Start

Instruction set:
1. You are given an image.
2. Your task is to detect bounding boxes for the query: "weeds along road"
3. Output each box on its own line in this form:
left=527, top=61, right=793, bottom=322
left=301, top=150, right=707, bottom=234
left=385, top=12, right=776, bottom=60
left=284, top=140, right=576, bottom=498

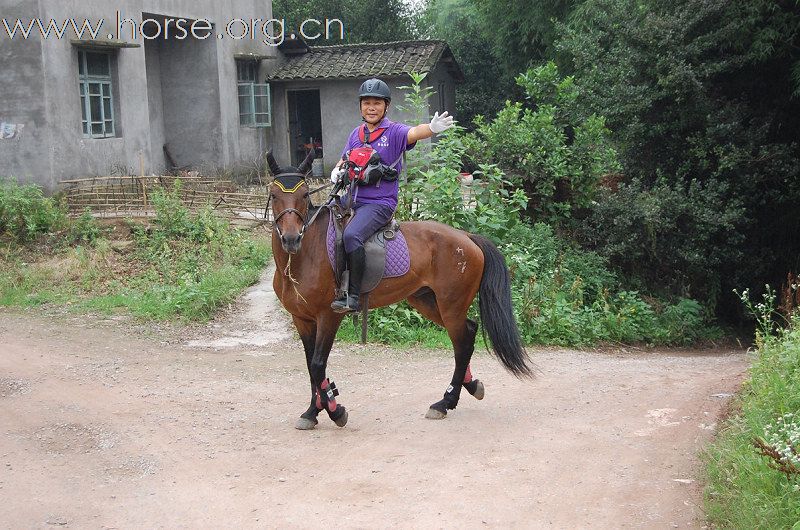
left=0, top=270, right=748, bottom=528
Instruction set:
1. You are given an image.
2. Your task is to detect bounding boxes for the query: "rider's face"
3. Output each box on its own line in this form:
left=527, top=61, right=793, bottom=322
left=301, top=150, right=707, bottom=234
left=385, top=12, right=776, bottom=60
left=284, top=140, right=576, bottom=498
left=361, top=96, right=388, bottom=125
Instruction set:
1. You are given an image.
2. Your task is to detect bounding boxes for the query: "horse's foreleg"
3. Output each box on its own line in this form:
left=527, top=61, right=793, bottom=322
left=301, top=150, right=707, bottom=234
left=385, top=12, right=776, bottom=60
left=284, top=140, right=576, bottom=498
left=292, top=316, right=322, bottom=431
left=425, top=319, right=484, bottom=420
left=309, top=313, right=347, bottom=427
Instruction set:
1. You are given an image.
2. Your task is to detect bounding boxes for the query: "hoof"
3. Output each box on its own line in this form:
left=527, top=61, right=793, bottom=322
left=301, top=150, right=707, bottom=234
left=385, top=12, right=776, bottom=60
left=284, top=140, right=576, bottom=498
left=425, top=407, right=447, bottom=420
left=294, top=416, right=318, bottom=431
left=333, top=410, right=347, bottom=427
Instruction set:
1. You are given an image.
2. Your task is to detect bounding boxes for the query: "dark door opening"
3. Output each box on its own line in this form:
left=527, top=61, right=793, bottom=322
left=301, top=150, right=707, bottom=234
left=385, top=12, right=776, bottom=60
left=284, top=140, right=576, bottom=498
left=287, top=90, right=322, bottom=166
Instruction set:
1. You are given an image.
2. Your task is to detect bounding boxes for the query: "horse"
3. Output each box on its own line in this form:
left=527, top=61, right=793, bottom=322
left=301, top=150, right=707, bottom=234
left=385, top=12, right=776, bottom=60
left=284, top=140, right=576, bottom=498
left=265, top=151, right=532, bottom=430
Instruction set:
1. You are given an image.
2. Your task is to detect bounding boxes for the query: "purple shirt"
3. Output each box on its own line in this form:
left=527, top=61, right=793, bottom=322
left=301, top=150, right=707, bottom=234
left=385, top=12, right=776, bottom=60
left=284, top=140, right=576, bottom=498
left=342, top=118, right=416, bottom=210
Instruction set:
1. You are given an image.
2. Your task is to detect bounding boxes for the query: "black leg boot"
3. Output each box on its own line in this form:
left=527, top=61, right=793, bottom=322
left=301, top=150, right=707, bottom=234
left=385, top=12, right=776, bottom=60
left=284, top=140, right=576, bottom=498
left=331, top=247, right=367, bottom=313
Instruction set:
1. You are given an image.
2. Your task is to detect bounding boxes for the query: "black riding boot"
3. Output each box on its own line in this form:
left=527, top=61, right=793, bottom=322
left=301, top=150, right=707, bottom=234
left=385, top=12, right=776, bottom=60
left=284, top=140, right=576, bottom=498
left=331, top=247, right=367, bottom=313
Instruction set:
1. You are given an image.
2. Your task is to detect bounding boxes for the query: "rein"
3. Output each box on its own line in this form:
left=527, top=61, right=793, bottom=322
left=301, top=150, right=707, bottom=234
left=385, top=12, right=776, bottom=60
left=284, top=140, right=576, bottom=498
left=264, top=177, right=339, bottom=240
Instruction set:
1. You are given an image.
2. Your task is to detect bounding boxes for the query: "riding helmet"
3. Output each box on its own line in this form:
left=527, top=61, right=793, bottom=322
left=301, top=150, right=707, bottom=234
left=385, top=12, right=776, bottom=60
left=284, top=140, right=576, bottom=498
left=358, top=78, right=392, bottom=103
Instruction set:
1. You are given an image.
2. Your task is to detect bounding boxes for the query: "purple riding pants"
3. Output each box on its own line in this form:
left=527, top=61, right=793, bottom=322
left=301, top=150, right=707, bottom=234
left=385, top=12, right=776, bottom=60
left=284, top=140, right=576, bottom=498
left=342, top=203, right=394, bottom=254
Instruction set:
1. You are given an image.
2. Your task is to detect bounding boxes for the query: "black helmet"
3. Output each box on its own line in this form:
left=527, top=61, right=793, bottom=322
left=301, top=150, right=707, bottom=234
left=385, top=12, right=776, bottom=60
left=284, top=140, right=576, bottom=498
left=358, top=78, right=392, bottom=103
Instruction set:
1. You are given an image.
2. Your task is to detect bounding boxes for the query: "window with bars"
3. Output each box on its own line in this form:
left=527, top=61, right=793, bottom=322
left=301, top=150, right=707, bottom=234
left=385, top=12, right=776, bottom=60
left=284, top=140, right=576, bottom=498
left=78, top=50, right=116, bottom=138
left=236, top=60, right=272, bottom=127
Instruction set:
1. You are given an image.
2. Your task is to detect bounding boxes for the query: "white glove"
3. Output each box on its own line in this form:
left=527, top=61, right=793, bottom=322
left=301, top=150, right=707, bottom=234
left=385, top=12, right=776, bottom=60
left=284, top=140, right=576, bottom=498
left=429, top=111, right=455, bottom=134
left=331, top=167, right=345, bottom=184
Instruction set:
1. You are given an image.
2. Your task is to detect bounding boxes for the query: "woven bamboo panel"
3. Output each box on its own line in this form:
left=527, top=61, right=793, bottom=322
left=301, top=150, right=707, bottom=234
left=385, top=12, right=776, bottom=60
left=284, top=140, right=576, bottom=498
left=60, top=175, right=327, bottom=222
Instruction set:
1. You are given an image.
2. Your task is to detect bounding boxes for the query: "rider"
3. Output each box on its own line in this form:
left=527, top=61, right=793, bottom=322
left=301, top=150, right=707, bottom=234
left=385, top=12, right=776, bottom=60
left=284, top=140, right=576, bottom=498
left=331, top=79, right=453, bottom=313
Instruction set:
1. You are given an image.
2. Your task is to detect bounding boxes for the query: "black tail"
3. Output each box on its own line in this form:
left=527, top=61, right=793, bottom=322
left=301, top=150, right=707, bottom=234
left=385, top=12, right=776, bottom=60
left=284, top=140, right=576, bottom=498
left=469, top=234, right=533, bottom=377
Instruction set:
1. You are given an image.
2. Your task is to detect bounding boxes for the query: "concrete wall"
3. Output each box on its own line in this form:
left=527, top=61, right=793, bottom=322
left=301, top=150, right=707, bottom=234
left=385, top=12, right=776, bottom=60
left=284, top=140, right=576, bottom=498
left=271, top=74, right=455, bottom=174
left=0, top=0, right=50, bottom=182
left=0, top=0, right=277, bottom=191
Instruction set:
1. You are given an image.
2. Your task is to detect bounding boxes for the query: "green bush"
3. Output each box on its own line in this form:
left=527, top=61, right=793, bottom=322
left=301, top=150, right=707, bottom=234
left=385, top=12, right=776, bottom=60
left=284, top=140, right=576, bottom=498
left=466, top=63, right=619, bottom=226
left=123, top=181, right=269, bottom=320
left=577, top=180, right=744, bottom=307
left=705, top=292, right=800, bottom=529
left=340, top=73, right=716, bottom=345
left=0, top=180, right=67, bottom=243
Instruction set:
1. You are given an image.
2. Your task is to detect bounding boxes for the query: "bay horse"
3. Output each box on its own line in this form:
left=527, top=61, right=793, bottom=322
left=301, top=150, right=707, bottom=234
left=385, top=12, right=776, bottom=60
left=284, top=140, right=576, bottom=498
left=267, top=151, right=532, bottom=430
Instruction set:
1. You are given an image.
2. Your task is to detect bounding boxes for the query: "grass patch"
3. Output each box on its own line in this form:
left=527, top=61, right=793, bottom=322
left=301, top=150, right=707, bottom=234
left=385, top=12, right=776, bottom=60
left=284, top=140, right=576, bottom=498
left=705, top=290, right=800, bottom=530
left=0, top=179, right=270, bottom=321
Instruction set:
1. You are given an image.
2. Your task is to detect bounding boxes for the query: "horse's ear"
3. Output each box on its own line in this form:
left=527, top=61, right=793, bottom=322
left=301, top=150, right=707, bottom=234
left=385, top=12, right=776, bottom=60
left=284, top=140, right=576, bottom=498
left=297, top=147, right=317, bottom=173
left=267, top=149, right=281, bottom=177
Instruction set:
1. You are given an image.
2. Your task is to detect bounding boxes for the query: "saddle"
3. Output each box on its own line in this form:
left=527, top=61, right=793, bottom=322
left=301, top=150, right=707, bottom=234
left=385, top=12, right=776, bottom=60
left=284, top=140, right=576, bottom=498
left=328, top=204, right=411, bottom=344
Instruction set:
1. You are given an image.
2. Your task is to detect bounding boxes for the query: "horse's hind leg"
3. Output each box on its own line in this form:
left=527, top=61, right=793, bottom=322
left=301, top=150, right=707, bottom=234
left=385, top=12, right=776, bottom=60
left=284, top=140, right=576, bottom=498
left=425, top=317, right=483, bottom=420
left=408, top=288, right=484, bottom=419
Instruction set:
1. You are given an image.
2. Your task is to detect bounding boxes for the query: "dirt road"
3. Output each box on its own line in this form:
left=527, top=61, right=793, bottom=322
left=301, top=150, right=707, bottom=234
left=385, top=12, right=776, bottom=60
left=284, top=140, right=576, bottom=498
left=0, top=270, right=747, bottom=528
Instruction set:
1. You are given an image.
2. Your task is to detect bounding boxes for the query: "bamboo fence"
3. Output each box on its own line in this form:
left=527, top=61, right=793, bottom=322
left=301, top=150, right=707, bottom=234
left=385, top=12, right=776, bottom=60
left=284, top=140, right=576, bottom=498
left=60, top=175, right=327, bottom=224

End

■ What is required: Starting at the top of the listing above and ending at the line containing "left=361, top=96, right=388, bottom=125", format each line as a row in a Markdown table with the columns Row and Text, numbering the rows and skipping blank lines. Omit the pictures.

■ Problem solution:
| Row | Text |
|---|---|
| 1 | Instruction set: |
| 2 | 1. You are given an image. |
| 3 | 2. Your task is to detect bounding boxes for the query: "weeds along road" |
| 4 | 3. Output each box on its own line in this form: |
| 5 | left=527, top=61, right=793, bottom=322 |
| 6 | left=301, top=150, right=707, bottom=234 |
| 7 | left=385, top=12, right=776, bottom=60 |
| 8 | left=284, top=140, right=576, bottom=498 |
| 9 | left=0, top=270, right=748, bottom=528 |
| 10 | Instruction set: |
| 11 | 1. You are given an image. |
| 12 | 2. Your task is to detect bounding boxes for the query: "rider's face" |
| 13 | 3. Output each box on its own line in this form: |
| 14 | left=527, top=61, right=793, bottom=322 |
| 15 | left=301, top=150, right=707, bottom=234 |
| 16 | left=385, top=12, right=776, bottom=60 |
| 17 | left=284, top=140, right=576, bottom=498 |
| 18 | left=361, top=96, right=388, bottom=125 |